◆ **Input data**:

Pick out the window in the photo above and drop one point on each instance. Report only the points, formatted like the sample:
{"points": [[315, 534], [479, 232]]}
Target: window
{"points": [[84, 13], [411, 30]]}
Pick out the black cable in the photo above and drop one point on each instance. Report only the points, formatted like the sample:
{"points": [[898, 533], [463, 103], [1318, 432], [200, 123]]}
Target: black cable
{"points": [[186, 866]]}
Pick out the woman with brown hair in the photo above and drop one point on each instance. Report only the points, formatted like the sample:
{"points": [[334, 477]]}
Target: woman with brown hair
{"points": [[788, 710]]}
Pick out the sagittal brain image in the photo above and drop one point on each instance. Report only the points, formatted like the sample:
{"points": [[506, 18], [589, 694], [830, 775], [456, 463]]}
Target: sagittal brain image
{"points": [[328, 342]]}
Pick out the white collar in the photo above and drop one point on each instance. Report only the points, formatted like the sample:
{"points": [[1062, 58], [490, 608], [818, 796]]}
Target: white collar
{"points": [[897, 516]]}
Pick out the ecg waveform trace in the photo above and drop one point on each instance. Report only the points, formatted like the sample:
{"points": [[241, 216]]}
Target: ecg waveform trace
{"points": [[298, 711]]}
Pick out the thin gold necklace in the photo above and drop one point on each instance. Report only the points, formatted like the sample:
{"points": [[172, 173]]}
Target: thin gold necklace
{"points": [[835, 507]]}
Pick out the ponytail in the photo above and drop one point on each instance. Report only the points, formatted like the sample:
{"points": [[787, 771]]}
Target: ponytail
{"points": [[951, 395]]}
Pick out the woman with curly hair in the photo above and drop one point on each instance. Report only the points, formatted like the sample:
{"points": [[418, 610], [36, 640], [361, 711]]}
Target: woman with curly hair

◆ **Directions for this task**:
Only the lines from the one containing "Pick out the woman with curly" through the end of the listing belong in the response, each reproduced exactly.

◆ **Answer to this exercise**:
Pick out the woman with curly hair in the photo above and drop one point on each instance. Report only the points, formatted like the sample:
{"points": [[418, 610], [36, 640], [361, 711]]}
Target: woman with curly hair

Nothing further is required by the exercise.